**本文:**
説明

部品供給システム

【課題】システムの設計にあたっての自由度を向上させることができ、しかも、作業範囲が拡大される部品供給システムを提供すること。
【解決手段】上流側ナット供給装置6と下流側ナット供給装置3を互いに接続及び分離させる可動装置1を設け、可動装置1により上流側ナット供給装置6と下流側ナット供給装置3とが互いに接続状態にあるとき、上流側ナット供給装置6は下流側ナット供給装置3に所定個数のナット4を一括供給し、また、可動装置1、7により上流側ナット供給装置6と下流側ナット供給装置3とが互いに分離状態にあるとき、下流側ナット供給装置3はスポット溶接機2にナット4を供給する。

【発明の詳細な説明】
【技術分野】
【0001】
本発明は、部品供給システム、詳しくは、作業装置(例えば、スポット溶接機)に部品(例えば、ワークに溶接すべきナット)を供給する部品供給システムに関する。
【背景技術】
【0002】
一般に、スポット溶接機にナットを供給するナット供給システムは、パーツフィーダ(上流側部品供給装置)の部品送出口とフィーダユニット(下流側部品供給装置)の部品取入口との間に部品供給チューブを接続し、上流側部品供給装置内の部品を部品供給チューブを介して下流側部品供給装置に供給し、下流側部品供給装置からスポット溶接機に部品を供給するよう構成されている(例えば、特許文献1参照)。

**実施する作業:**
1. 本文で、可動装置によって上流側ナット供給装置と下流側ナット供給装置が接続状態にあるとき、上流側ナット供給装置は何を行うか。
2. 本文を2文で要約せよ。

**提供データ:**
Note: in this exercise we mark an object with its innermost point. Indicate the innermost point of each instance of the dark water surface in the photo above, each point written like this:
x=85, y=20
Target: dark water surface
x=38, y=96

**作業の解答:**
1. 下流側ナット供給装置に所定個数のナット4を一括供給する。

2. 作業装置(例えばスポット溶接機)に部品(例えばナット)を供給する部品供給システムについて、設計の自由度を向上させ、作業範囲を拡大することを課題としている。解決手段として、上流側と下流側のナット供給装置を互いに接続・分離させる可動装置を設け、接続状態では上流側から下流側へ所定個数のナットを一括供給し、分離状態では下流側からスポット溶接機へナットを供給する。